As India fights Covid-19 crisis, the Supreme Court has been flooded with a series of PILs on issues relating to the pandemic. Look at the range of subjects covered in the PILs — wages for MGNREGA job card holders, food and medicines for migrant workers leaving cities, free Covid-19 testing, house-to-house testing, loan moratorium, personal protective gear for doctors, health workers and sanitation workers, nationalisation of health sector, evacuation of Indians from foreign countries, preventing spread of the pandemic among prison inmates and minors lodged in observation homes and many more. Several PILs have been filed in various high courts as well.

In any democratic system based on a Constitution that guarantees a set of fundamental rights to its citizens, there is always scope for judicial activism as constitutional courts are entrusted with the responsibility of protecting citizens’ rights against possible excesses by the State.

The Executive has been envisaged as a punching bag. No one really holds back their punches when it comes to the Executive – be it the Central or the state governments. The Executive is accountable to Parliament. Citizens and civil society can drag it to constitutional courts for its action and inaction. The Supreme Court and high courts regularly pull it up for lapses, even for inadvertent ones; and rightly so.

Barring a few exceptions, including the Emergency days, the constitutional courts have been performing this task to the best of their abilities — often while dealing with PILs or suo motu i.e. on their own.

During this crisis as well, many of the PILs did raise legitimate issues. The Supreme Court itself took suo motu cognisance of condition of prison inmates and juveniles lodges in observation homes and issued necessary directions to prevent spread of the virus among them.

But these are not normal times. The country is in the midst of a pandemic that has forced the government to declare a nationwide lockdown to prevent the spread of coronavirus that has already killed over 1 lakh people across the world. The Supreme Court and high courts are functioning in a restricted manner via video conferencing to maintain social distancing.

The sheer number of PILs and some of the issues raised put both the Judiciary and the Executive under undue pressure, raising questions about the PIL mechanism devised to help the poor and the needy. Expectedly, the government maintained a non-adversarial approach.

Solicitor General Tushar Mehta told the top court that till India and the world came out of this unprecedented tragedy such “professional PIL shops” must be locked down. Asserting that the Centre and state governments were working on a war footing, Mehta said government officials should be left to discharge their duties and constitutional courts should be circumspect in entertaining such PILs during this health emergency.

The Supreme Court appears to be conscious of the unprecedented situation. Maintaining that policy decisions were prerogative of the Government, a Bench headed by Chief Justice of India SA Bobde on April 7 refused to pass orders for payment of wages to migrant workers affected by the nationwide lockdown due to Covid-19.

“We don’t want to supplant the wisdom of the Government with our wisdom...We can’t take a better policy decision at this stage. We don’t want to interfere with government decisions for the next 10-15 days,” CJI Bobde told the petitioners’ counsel. It wanted the petitioner to go through the status report filed by the government first.

Covid-19 has enforced a different administrative and social code requiring social distancing to prevent spread of the pandemic. Everyone is trying to adapt and adjust to this new reality that has also drastically increased human dependence on information technology.

The scale of the operations to ensure essential supplies to citizens across India; to provide food to the poor; and to give shelter to lakhs of migrant workers headed home on foot along with food and medicines, is unprecedented. Shortcomings are bound to be there. One can point out without finger pointing. It’s time for hand holding. For a change, let’s hold back our punches for normal days.

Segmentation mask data
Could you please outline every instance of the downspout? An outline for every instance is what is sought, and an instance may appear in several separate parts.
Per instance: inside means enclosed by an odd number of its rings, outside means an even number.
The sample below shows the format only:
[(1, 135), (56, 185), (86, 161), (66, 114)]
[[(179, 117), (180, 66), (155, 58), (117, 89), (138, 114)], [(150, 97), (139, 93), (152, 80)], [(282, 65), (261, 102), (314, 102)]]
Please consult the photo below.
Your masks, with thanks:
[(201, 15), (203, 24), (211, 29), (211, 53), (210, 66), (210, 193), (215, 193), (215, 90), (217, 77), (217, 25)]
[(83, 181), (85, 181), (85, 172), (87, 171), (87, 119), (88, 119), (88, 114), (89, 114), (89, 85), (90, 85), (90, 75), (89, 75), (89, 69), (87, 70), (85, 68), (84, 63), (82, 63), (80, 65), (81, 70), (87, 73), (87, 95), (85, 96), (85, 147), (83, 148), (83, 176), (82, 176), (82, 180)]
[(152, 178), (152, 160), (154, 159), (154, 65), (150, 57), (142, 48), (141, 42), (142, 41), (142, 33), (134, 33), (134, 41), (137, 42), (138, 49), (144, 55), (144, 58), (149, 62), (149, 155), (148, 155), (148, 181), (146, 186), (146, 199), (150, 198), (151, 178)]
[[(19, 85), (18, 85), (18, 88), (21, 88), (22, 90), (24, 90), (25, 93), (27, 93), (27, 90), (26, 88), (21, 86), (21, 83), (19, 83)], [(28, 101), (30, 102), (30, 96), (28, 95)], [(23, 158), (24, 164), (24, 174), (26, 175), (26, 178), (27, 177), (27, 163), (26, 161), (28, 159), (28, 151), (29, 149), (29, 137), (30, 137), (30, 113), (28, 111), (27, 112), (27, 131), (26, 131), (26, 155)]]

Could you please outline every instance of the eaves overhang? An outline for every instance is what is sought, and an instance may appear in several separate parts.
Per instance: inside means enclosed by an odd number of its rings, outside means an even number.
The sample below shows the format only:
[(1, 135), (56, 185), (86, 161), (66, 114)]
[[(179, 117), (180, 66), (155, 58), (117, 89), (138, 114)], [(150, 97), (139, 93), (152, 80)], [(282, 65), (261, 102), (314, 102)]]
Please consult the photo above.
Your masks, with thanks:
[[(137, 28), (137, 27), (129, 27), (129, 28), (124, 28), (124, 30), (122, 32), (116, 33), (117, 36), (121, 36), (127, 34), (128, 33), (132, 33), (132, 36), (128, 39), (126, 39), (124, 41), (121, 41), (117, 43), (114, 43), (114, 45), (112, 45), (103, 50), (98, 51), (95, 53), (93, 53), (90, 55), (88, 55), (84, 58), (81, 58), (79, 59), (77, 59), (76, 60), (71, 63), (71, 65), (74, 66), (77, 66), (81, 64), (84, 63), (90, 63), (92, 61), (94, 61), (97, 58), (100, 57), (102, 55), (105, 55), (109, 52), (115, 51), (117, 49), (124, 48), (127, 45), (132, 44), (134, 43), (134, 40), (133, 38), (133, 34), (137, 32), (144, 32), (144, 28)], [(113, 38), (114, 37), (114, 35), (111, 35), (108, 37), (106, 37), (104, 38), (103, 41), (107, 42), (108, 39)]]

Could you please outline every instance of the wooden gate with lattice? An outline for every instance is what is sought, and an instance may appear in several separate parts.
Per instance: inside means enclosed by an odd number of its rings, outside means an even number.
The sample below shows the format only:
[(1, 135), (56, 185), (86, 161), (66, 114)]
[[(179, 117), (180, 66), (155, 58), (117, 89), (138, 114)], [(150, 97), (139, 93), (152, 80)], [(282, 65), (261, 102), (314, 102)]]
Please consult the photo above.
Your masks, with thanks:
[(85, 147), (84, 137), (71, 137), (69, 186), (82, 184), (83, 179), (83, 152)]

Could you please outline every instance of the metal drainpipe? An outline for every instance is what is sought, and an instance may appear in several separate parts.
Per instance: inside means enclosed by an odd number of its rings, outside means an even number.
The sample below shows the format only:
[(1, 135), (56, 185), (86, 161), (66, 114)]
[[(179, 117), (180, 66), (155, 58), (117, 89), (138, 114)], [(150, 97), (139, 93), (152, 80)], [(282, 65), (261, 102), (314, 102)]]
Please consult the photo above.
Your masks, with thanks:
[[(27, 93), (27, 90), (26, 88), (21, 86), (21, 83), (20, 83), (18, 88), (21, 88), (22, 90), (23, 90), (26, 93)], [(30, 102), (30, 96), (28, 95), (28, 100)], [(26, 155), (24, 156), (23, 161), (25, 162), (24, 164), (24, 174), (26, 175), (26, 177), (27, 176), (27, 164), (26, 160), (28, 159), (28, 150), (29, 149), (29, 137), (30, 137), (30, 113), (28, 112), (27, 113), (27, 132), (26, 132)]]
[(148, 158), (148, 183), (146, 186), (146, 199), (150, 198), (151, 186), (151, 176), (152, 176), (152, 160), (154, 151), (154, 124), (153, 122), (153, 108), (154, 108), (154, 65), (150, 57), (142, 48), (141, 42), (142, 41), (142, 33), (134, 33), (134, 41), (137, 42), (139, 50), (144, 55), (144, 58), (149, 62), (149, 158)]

*Instructions*:
**a)** According to the article on Covid-19 PILs, which groups did PILs seek personal protective gear for?
**b)** Repeat the part of the article on Covid-19 PILs that begins at the words "But these are" and stops after "maintain social distancing.".

*Task results*:
**a)** Doctors, health workers and sanitation workers.

**b)**
But these are not normal times. The country is in the midst of a pandemic that has forced the government to declare a nationwide lockdown to prevent the spread of coronavirus that has already killed over 1 lakh people across the world. The Supreme Court and high courts are functioning in a restricted manner via video conferencing to maintain social distancing.